Records =
++++++++

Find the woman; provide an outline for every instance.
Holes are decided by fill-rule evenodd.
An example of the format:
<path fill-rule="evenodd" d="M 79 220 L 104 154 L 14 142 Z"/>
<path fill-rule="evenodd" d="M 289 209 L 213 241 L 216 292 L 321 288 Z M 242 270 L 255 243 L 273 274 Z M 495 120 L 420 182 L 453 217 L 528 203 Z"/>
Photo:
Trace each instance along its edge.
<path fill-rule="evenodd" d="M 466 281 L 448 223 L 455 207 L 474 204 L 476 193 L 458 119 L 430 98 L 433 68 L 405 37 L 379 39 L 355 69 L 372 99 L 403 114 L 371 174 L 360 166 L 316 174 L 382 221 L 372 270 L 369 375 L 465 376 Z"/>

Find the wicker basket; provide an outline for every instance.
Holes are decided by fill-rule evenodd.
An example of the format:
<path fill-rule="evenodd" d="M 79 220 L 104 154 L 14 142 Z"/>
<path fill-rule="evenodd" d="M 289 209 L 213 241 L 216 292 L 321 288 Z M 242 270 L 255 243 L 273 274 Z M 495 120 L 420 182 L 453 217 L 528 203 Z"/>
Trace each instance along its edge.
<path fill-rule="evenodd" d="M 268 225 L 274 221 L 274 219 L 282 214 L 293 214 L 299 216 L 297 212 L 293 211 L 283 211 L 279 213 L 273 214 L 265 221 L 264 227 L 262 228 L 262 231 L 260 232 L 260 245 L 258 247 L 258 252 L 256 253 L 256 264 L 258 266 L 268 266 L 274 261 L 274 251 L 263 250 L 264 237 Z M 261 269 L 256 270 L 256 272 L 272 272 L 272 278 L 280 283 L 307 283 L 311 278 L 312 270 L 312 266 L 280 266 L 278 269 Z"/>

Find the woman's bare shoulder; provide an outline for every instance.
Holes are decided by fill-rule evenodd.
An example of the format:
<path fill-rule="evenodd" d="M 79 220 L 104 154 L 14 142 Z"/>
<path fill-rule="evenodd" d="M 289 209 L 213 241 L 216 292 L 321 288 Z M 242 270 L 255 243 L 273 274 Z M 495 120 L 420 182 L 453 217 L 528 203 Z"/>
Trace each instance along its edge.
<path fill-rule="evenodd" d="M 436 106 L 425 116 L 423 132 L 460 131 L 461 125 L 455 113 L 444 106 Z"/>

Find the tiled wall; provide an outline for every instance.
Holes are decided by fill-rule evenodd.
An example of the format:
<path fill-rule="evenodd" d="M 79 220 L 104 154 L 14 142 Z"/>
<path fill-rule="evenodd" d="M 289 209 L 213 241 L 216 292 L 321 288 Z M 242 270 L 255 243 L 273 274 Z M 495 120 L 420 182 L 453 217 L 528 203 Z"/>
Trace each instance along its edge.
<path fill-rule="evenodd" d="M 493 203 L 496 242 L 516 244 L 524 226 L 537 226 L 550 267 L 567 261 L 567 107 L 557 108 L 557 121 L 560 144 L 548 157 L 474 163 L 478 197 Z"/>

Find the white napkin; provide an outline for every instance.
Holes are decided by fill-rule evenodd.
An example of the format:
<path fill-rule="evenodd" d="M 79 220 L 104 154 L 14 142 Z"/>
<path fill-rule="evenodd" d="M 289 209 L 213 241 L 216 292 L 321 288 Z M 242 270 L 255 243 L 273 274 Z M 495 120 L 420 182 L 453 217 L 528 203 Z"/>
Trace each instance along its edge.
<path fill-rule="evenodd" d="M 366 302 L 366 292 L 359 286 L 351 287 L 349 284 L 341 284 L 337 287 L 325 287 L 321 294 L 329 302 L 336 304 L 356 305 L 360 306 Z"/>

++++++++

What to produce =
Please put every line of the data above into a JSON list of strings, one string per line, leaving out any blank lines.

Solution for this exercise =
[
  "Find the woman; provide an outline for every instance.",
  "Holes are decided by fill-rule evenodd.",
  "An example of the format:",
  "<path fill-rule=\"evenodd\" d=\"M 79 220 L 104 154 L 14 142 Z\"/>",
  "<path fill-rule=\"evenodd\" d=\"M 289 209 L 213 241 L 216 292 L 321 288 Z M 242 270 L 255 243 L 273 274 Z M 495 120 L 420 182 L 453 217 L 528 203 Z\"/>",
  "Photo:",
  "Trace each instance along its edge.",
  "<path fill-rule=\"evenodd\" d=\"M 466 281 L 448 223 L 455 207 L 474 204 L 476 193 L 458 119 L 430 98 L 433 68 L 405 37 L 379 39 L 355 69 L 372 99 L 403 114 L 371 174 L 360 166 L 316 174 L 382 221 L 372 270 L 369 375 L 465 376 Z\"/>",
  "Find the wicker basket; provide an outline for every instance.",
  "Holes are decided by fill-rule evenodd.",
  "An example of the format:",
  "<path fill-rule=\"evenodd\" d=\"M 79 220 L 104 154 L 14 142 Z\"/>",
  "<path fill-rule=\"evenodd\" d=\"M 289 209 L 213 241 L 216 292 L 321 288 Z M 242 270 L 255 243 L 273 274 Z M 495 120 L 420 182 L 453 217 L 528 203 Z\"/>",
  "Trace each instance along its edge.",
  "<path fill-rule=\"evenodd\" d=\"M 268 225 L 274 221 L 274 219 L 282 214 L 293 214 L 299 216 L 297 212 L 293 211 L 283 211 L 279 213 L 273 214 L 265 221 L 264 227 L 262 228 L 262 231 L 260 232 L 260 245 L 258 247 L 258 252 L 256 253 L 256 264 L 258 266 L 268 266 L 274 261 L 274 251 L 263 250 L 264 237 Z M 261 269 L 256 270 L 256 272 L 272 272 L 272 278 L 280 283 L 307 283 L 311 278 L 312 270 L 312 266 L 280 266 L 278 269 Z\"/>",
  "Find the woman's bare shoulder; provide an outline for every instance.",
  "Holes are decided by fill-rule evenodd.",
  "An example of the format:",
  "<path fill-rule=\"evenodd\" d=\"M 79 220 L 104 154 L 14 142 Z\"/>",
  "<path fill-rule=\"evenodd\" d=\"M 289 209 L 213 241 L 216 292 L 321 288 Z M 242 270 L 255 243 L 273 274 Z M 495 120 L 420 182 L 453 217 L 528 203 Z\"/>",
  "Trace each instance along its edge.",
  "<path fill-rule=\"evenodd\" d=\"M 436 106 L 425 116 L 423 132 L 460 131 L 461 125 L 455 113 L 444 106 Z\"/>",
  "Find the tiled wall; provide an outline for every instance.",
  "Holes are decided by fill-rule evenodd.",
  "An example of the format:",
  "<path fill-rule=\"evenodd\" d=\"M 79 220 L 104 154 L 14 142 Z\"/>",
  "<path fill-rule=\"evenodd\" d=\"M 289 209 L 213 241 L 216 292 L 321 288 Z M 242 270 L 255 243 L 273 274 Z M 495 120 L 420 182 L 453 217 L 528 203 Z\"/>",
  "Trace each instance along its edge.",
  "<path fill-rule=\"evenodd\" d=\"M 493 203 L 496 242 L 516 244 L 524 226 L 537 226 L 550 267 L 567 261 L 567 107 L 557 108 L 557 121 L 560 144 L 548 157 L 474 163 L 478 197 Z\"/>",
  "Find the white napkin; provide an outline for every instance.",
  "Holes are decided by fill-rule evenodd.",
  "An example of the format:",
  "<path fill-rule=\"evenodd\" d=\"M 79 220 L 104 154 L 14 142 Z\"/>",
  "<path fill-rule=\"evenodd\" d=\"M 289 209 L 213 241 L 216 292 L 321 288 Z M 242 270 L 255 243 L 273 274 Z M 495 120 L 420 182 L 453 217 L 528 203 Z\"/>",
  "Trace each instance along its edge.",
  "<path fill-rule=\"evenodd\" d=\"M 366 302 L 366 292 L 359 286 L 351 287 L 349 284 L 341 284 L 337 287 L 325 287 L 321 294 L 329 302 L 336 304 L 356 305 L 360 306 Z\"/>"
]